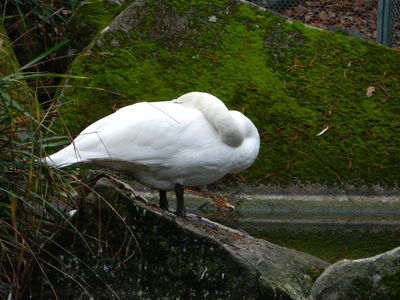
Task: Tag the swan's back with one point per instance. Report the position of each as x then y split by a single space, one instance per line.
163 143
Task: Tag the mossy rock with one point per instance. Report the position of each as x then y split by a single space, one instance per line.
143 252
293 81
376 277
○ ○ ○ ○ ○
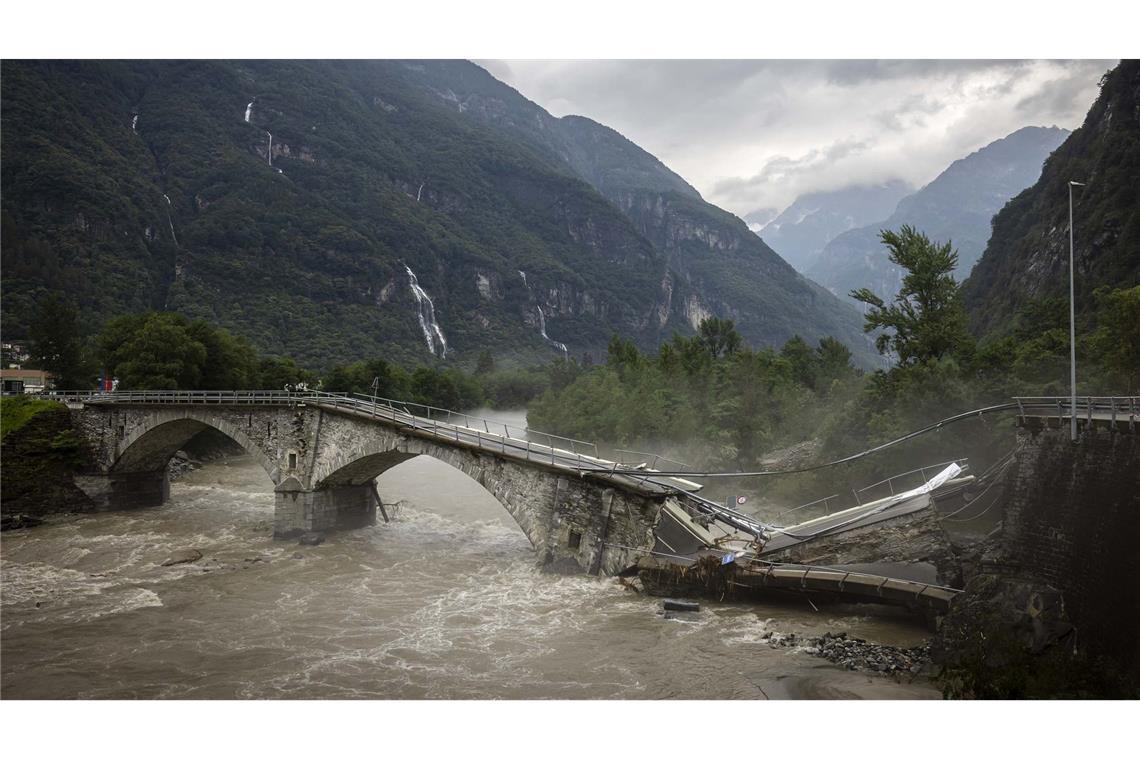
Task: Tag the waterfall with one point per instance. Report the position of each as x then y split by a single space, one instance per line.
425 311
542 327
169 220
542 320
○ ○ ○ ○ ○
- _What you have to do_: Please pick out and copy every line in the items above that contains the word "with".

- _Output of the task_:
Task: Tag the swan's back with one point per instance. Report the position of each as x then y split by a single space, one instance per line.
Task: Tag the mossy rock with one point per instance. Report the position of each as x then y split by a single space, one instance per line.
Task: Tag the waterfall with one point per instance. Report the position of each as x then y split by a single space, one instance per line.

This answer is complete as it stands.